EXERCISE TASK:
Write out nothing but the lines from the one containing "Locate the white and" through the last line below, both included, and without the pictures.

[START RECORDS SUPPLIED]

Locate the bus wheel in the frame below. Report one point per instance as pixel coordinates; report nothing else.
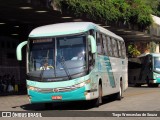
(98, 101)
(119, 94)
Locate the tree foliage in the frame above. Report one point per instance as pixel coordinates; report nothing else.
(135, 12)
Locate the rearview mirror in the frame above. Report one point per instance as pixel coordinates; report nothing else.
(93, 43)
(19, 50)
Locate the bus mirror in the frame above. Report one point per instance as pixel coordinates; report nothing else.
(93, 43)
(19, 50)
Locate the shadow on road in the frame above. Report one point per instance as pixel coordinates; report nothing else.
(78, 105)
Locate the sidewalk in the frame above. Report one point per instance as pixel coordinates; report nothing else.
(13, 93)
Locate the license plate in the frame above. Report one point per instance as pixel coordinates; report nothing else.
(56, 97)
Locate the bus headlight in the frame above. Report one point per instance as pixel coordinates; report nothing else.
(82, 83)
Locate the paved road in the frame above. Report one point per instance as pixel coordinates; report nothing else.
(135, 99)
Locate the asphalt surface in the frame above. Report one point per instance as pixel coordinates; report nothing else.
(141, 99)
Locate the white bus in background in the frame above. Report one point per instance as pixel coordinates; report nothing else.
(101, 72)
(148, 70)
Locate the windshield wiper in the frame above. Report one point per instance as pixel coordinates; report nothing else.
(65, 67)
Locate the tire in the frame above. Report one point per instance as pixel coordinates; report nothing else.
(48, 106)
(97, 102)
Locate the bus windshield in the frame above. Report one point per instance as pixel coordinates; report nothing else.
(59, 58)
(157, 63)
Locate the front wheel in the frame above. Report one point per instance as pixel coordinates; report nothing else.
(97, 102)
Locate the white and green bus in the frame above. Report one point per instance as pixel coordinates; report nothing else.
(56, 74)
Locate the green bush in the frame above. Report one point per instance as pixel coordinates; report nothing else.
(136, 12)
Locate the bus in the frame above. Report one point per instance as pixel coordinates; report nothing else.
(101, 72)
(148, 70)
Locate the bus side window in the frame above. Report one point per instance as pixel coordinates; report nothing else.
(119, 49)
(105, 44)
(123, 50)
(109, 46)
(115, 47)
(92, 32)
(100, 48)
(91, 57)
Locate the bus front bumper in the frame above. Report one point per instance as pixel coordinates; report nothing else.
(39, 97)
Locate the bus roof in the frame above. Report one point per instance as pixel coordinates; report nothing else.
(68, 28)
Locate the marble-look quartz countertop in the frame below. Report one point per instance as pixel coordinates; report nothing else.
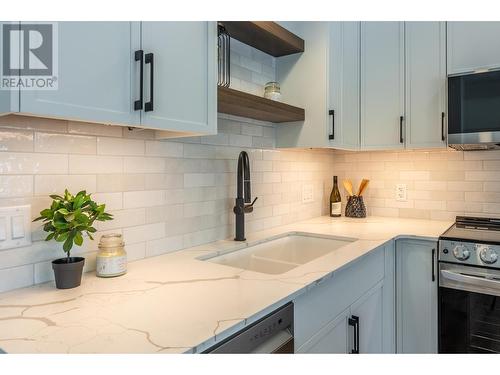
(175, 303)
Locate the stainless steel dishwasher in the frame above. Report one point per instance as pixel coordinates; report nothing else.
(272, 334)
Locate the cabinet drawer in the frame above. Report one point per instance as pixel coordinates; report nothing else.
(315, 309)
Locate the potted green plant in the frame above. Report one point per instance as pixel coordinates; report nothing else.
(66, 220)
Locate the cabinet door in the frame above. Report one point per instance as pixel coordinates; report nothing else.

[END RECORDS SUPPLIED]

PROBLEM SOLUTION:
Locate the white and green bus in the frame above. Report one point per instance as pixel coordinates; report nothing else.
(56, 74)
Locate the green bush in the frame above. Report one point per instance as pixel coordinates; report nothing else.
(136, 12)
Locate the bus in the frame above. Report one point per instance as pixel coordinates; report nothing else.
(101, 72)
(148, 70)
Locate the bus side window in the frame above. Report one point per instance as pixel coordinates; report nothing else.
(119, 49)
(105, 44)
(123, 50)
(109, 46)
(115, 47)
(92, 32)
(100, 48)
(91, 57)
Locate the bus front bumper in the frame above. Report one point per instance as pixel coordinates; report nothing else.
(39, 97)
Locate the bus roof in the frame above. Report one point per instance as pixel coordinates; report nothing else.
(68, 28)
Locate the marble-look quartz countertop in the frame below. Report one point per instance as pixel coordinates; report nothing else.
(175, 303)
Locate the stainless steel dishwasher in the frame above. Report one point per instance as pixel coordinates; report nothing else.
(272, 334)
Locate the cabinet drawer in the frame above. Report one point per instance as pixel coordinates; report nothing else.
(315, 309)
Locate the potted green plant in the frame above. Report one point per instance as pixel coordinates; report nothing else.
(66, 220)
Locate the cabinet door in the frame above. Report one point per instance as pixel coordinates; report nothing else.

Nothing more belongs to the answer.